▶ [PROBLEMS TO SOLVE]
1 – Answer these questions using the passage on at-home spa products:
(a) Who is SpaTrade's product expert?
(b) When did Walgreens start carrying at-home alternatives to spa and medical treatments?
(c) In which city is Faith Popcorn's BrainReserve located?
2 – Proceed with the passage on at-home spa products, picking up after its last sentence.

▶ [GIVEN PASSAGE]
:::::

Following Spa Finder's Home Sweet Spa Trend, products such as lip plumpers, cellulite-reducing lotions and at-home microdermabrasion kits are growing in popularity. The trend poses challenges for the spa industry. In addition to the increased competition of these mass market products sold in non-spa venues like department stores and mid-market retailers, many consumers self-prescribe products that are becoming increasingly active and results-oriented.

'Rather than relying on professional recommendations--consumers are taking matters into their own hands,' warns SpaTrade's product expert Sara Whisler. 'In many cases, they choose the wrong product or use the product in the wrong way, and end up damaging the skin rather than making things better. That is one of the reasons we are seeing so many cases of sensitive and over-processed skin.'

Department stores and even mid-market retail outlets are successfully marketing these types of products. Carol Hively, corporate spokesperson for Walgreens, said at-home alternatives to spa and medical treatments have sold very well since Walgreens started carrying the products over two years ago. 'We're very pleased with how these products have been selling,' she said. 'It's part of a trend we've seen. Over the past few years, people have realized drug stores like Walgreens carry products that are equal in quality and are low-cost alternatives to medical and spa products.'

There is more to the trend than simply leveraging physicians' credibility, said Meg Walsh, managing director of Faith Popcorn's BrainReserve, a marketing firm in New York. It is part of a major shift toward giving consumers the power to diagnose and treat themselves for a variety of afflictions by mass-marketing over-the-counter treatments, some of which were formerly only available by prescription.

:::::

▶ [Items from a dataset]
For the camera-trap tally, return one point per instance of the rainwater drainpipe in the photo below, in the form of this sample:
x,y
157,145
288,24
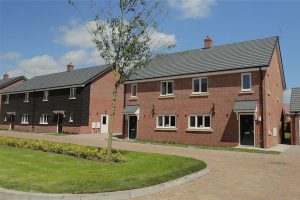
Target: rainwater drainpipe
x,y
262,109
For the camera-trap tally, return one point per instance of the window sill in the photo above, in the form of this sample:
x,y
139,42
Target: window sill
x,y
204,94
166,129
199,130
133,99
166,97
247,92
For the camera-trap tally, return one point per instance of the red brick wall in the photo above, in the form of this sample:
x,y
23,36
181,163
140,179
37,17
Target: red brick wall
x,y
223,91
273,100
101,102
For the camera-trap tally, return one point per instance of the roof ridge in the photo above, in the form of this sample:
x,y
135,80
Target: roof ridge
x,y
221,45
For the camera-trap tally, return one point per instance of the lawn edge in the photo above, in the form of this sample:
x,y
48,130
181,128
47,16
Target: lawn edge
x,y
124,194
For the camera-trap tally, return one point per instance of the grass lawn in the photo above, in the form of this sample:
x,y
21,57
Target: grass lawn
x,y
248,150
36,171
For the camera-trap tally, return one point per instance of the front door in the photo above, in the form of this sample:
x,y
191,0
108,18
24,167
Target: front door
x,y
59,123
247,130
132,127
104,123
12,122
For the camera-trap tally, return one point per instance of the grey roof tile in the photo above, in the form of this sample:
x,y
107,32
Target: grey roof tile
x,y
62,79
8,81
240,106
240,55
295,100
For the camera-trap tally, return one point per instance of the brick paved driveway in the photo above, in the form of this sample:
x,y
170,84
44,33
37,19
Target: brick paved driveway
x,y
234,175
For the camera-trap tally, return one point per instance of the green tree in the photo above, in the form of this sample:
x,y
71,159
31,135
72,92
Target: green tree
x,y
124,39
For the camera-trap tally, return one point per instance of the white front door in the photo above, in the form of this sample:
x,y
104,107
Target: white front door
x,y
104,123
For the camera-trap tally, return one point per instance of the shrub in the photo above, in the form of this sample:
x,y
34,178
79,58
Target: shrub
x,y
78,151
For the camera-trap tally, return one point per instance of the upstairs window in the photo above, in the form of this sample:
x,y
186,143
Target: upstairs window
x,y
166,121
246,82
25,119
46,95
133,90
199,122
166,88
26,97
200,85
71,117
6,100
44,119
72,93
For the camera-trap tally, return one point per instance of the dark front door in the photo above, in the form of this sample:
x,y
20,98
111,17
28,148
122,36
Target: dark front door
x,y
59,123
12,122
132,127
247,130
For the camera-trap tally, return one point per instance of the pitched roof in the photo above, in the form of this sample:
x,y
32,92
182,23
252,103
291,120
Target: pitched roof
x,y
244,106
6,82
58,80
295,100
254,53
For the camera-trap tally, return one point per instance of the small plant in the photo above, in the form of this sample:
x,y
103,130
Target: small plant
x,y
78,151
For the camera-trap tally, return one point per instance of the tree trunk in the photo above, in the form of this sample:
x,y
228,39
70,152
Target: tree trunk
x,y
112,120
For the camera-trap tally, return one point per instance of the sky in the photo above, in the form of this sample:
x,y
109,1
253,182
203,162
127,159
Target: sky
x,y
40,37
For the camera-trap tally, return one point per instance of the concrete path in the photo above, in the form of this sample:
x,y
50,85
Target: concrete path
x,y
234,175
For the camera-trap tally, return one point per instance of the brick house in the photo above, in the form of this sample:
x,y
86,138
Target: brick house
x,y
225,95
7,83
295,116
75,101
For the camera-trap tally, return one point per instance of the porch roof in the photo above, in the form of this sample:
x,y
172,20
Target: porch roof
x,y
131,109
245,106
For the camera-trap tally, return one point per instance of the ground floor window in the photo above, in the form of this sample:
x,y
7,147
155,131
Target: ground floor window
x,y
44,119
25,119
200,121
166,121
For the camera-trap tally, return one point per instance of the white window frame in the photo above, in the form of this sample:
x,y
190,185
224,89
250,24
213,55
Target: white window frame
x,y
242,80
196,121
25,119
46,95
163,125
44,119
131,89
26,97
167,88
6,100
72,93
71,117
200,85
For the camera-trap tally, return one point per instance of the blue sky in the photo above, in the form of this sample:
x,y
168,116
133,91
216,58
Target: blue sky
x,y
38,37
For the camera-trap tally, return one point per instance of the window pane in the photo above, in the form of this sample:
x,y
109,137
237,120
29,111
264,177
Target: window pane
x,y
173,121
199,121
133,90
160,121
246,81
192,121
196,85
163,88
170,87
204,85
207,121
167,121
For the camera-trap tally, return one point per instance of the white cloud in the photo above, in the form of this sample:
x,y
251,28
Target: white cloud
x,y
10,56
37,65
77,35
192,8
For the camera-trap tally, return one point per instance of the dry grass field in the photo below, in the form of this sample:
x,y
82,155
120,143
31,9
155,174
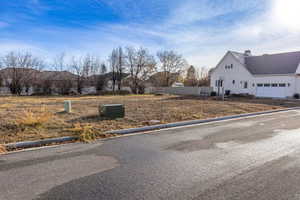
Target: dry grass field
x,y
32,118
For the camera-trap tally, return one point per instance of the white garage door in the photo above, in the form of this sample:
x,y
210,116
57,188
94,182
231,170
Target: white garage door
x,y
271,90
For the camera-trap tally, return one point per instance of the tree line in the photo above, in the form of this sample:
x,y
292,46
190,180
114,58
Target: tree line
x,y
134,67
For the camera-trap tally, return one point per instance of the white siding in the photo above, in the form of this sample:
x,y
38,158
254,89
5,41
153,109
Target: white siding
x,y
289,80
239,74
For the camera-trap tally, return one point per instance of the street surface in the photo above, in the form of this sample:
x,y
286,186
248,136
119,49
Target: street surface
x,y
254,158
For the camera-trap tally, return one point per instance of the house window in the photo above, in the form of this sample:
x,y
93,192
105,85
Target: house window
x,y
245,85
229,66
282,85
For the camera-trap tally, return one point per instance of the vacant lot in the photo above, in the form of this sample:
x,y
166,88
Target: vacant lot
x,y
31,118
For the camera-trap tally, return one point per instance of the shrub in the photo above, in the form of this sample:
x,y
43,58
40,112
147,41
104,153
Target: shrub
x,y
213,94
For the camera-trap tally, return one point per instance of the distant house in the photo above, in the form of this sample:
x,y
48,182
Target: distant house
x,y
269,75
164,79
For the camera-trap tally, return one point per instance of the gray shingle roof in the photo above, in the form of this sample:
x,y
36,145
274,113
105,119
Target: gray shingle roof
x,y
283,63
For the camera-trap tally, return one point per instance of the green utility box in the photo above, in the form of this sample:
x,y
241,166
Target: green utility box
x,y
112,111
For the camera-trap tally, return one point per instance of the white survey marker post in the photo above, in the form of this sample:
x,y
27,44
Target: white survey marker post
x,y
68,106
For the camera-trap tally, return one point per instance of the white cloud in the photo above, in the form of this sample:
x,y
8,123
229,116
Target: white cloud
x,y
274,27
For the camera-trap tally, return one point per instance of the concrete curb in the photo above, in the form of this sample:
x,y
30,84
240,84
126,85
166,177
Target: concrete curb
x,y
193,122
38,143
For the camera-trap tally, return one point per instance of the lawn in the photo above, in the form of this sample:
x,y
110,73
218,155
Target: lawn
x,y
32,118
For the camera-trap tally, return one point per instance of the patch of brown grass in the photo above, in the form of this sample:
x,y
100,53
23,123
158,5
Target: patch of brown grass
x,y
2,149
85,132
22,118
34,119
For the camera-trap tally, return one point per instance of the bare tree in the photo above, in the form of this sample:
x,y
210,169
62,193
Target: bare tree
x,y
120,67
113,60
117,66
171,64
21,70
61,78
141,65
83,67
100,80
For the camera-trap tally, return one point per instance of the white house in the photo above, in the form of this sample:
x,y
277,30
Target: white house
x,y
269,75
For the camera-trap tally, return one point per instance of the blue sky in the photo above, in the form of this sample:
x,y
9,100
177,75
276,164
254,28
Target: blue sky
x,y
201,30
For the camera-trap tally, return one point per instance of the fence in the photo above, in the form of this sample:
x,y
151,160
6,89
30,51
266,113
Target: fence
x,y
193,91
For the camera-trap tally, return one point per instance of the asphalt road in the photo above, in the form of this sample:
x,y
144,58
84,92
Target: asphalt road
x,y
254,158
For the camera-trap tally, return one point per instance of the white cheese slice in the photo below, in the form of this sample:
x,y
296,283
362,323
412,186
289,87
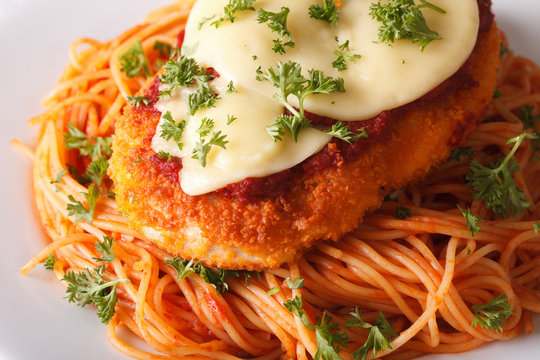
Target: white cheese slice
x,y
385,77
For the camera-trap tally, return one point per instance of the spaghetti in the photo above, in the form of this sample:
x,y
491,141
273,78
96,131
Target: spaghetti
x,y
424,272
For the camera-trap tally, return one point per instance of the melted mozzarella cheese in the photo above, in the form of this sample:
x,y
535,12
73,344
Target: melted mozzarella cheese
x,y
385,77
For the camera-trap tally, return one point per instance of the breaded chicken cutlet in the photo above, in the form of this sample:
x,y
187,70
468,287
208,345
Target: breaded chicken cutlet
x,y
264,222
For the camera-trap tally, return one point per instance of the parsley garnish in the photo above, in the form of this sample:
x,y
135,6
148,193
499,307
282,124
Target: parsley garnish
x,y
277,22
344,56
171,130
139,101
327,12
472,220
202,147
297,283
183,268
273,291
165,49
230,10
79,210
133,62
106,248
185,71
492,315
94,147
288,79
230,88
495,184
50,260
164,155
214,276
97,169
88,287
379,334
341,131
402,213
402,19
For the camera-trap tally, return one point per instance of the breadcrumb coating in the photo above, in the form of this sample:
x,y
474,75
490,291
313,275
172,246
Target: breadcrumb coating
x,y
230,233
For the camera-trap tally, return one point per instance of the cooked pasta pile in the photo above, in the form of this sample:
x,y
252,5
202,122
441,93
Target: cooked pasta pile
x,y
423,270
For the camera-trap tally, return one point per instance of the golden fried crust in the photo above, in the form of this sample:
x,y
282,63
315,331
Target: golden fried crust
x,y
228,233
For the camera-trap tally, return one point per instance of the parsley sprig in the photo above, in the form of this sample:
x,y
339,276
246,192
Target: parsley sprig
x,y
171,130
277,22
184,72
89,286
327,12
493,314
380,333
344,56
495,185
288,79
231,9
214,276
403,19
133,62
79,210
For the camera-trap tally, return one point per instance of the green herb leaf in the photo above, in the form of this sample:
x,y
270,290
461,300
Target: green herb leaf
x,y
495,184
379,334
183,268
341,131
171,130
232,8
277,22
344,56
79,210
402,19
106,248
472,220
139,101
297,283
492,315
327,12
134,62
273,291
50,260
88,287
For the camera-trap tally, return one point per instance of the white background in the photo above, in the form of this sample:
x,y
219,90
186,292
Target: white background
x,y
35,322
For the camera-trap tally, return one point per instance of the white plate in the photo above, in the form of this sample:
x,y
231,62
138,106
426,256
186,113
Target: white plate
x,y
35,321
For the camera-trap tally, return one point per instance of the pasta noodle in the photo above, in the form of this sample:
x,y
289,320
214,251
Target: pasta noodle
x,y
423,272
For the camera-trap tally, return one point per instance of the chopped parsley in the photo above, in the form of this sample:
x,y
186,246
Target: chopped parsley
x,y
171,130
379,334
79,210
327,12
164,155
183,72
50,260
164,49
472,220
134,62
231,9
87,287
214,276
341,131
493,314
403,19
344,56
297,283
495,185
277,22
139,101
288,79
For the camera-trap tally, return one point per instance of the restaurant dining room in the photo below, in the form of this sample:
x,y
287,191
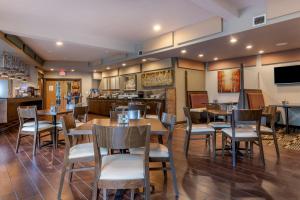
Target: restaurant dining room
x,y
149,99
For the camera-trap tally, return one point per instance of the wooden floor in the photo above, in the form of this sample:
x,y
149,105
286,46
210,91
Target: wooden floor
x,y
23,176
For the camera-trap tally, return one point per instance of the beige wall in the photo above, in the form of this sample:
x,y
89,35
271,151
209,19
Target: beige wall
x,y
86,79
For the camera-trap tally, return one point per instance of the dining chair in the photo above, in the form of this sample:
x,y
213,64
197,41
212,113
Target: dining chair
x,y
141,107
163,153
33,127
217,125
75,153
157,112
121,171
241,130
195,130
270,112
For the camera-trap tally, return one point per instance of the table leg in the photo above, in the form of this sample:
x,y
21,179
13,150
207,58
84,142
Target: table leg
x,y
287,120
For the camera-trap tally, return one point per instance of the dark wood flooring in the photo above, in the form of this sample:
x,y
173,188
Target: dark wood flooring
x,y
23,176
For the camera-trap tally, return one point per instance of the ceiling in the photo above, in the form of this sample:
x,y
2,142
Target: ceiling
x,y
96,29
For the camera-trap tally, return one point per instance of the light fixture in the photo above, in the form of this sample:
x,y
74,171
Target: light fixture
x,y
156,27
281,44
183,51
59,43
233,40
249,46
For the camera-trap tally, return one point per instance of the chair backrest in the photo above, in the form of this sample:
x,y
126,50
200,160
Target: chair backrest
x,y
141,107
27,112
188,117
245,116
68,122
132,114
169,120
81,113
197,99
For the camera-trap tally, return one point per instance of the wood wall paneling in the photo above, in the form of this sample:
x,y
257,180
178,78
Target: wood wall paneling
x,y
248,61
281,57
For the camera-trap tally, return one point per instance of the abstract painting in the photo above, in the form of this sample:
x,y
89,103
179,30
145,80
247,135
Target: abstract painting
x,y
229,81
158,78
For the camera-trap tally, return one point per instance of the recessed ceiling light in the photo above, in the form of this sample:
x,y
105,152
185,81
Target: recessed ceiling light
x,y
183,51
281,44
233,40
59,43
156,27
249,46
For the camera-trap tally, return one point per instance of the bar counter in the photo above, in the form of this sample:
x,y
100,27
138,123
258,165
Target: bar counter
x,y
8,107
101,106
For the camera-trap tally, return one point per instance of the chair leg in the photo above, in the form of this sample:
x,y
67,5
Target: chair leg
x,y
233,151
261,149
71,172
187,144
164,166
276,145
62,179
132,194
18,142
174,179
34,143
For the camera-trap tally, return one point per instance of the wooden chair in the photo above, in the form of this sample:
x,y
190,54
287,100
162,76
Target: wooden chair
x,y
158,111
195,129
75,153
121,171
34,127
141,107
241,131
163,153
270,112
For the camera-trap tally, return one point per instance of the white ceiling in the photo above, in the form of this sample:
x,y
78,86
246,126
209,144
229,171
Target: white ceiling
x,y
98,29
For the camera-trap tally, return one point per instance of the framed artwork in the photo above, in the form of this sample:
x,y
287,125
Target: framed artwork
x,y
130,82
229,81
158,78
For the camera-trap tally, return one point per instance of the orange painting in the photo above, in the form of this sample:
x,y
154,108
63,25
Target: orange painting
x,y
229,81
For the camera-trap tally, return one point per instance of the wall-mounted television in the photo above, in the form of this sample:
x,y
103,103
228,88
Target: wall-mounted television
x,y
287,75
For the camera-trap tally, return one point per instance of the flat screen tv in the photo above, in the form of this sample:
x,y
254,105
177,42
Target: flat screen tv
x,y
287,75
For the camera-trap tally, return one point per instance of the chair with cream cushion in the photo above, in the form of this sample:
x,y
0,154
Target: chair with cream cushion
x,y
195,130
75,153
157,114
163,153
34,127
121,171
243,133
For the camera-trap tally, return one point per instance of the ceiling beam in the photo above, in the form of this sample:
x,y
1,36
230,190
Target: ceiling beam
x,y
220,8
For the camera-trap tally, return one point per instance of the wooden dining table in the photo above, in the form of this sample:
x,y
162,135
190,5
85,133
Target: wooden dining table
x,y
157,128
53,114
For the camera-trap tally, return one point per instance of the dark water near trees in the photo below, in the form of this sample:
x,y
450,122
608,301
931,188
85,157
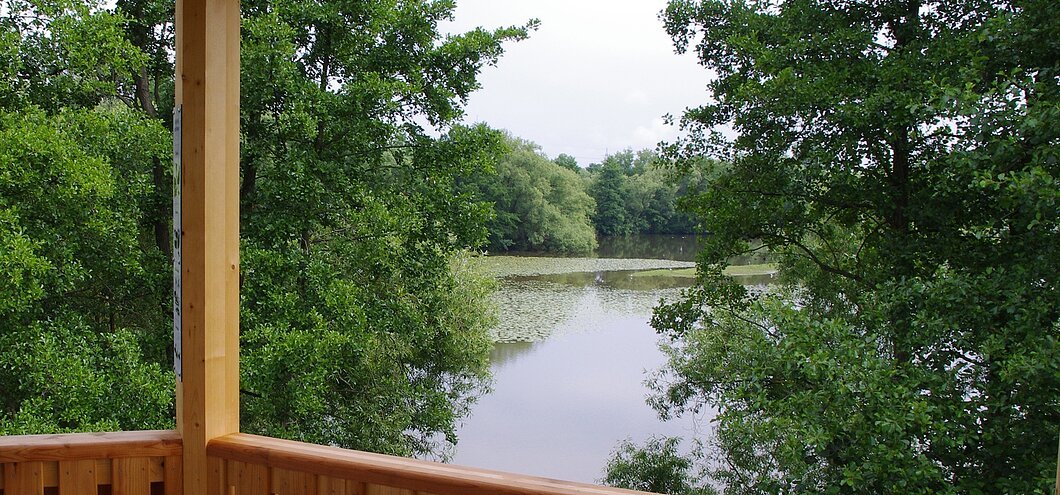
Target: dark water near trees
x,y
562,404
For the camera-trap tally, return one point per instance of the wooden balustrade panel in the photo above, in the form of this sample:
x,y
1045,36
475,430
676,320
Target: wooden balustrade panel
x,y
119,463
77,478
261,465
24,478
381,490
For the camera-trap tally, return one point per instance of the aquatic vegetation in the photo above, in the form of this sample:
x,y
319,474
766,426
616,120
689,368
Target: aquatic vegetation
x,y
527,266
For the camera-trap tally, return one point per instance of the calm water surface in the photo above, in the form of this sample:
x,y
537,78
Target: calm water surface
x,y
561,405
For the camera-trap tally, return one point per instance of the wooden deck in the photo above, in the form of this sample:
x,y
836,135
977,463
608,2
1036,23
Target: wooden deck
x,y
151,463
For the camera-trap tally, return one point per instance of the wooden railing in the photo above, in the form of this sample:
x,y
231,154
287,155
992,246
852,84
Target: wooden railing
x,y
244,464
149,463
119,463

:::::

▶ [PER-TASK OUTPUTS]
1 –
(a) Sara Whisler
(b) Over two years ago
(c) New York

2 –
Physician-formulated products like N.V. Perricone and Dr. Brandt are flying off department store shelves. N.V. Perricone Cosmeceuticals' sales more than doubled last year to $42.4 million, up from $11.9 million in 2001, according to the company. This year, Dr. Perricone projects sales will top $52 million, fueled by surging demand for new products, including a new anti-aging cream ($570 for 2 ounces)

Doctor-branded lines of 'cosmeceuticals,' as they have been come to be known in the industry, are rapidly moving from spas and physicians' offices into retail markets, and have become the fastest-growing segment of the $2.1 billion cosmetics market at prestige department stores, according to market research firm NPD Group. Now they are heading for even greater growth by infiltrating mid-level department stores and chain drugstores.

Other popular lines are Estee Lauder's Rodan + Fields, a line endorsed by Dr. Judith Rodan and Dr. Kathy Fields--who introduced the acne line Proactiv Solution through infomercials in the mid-1990s. Proacive has the 'double-whammy' effect of being physician-endorsed and also celebrity-endorsed by stars Jessica Simpson and Vanessa Williams.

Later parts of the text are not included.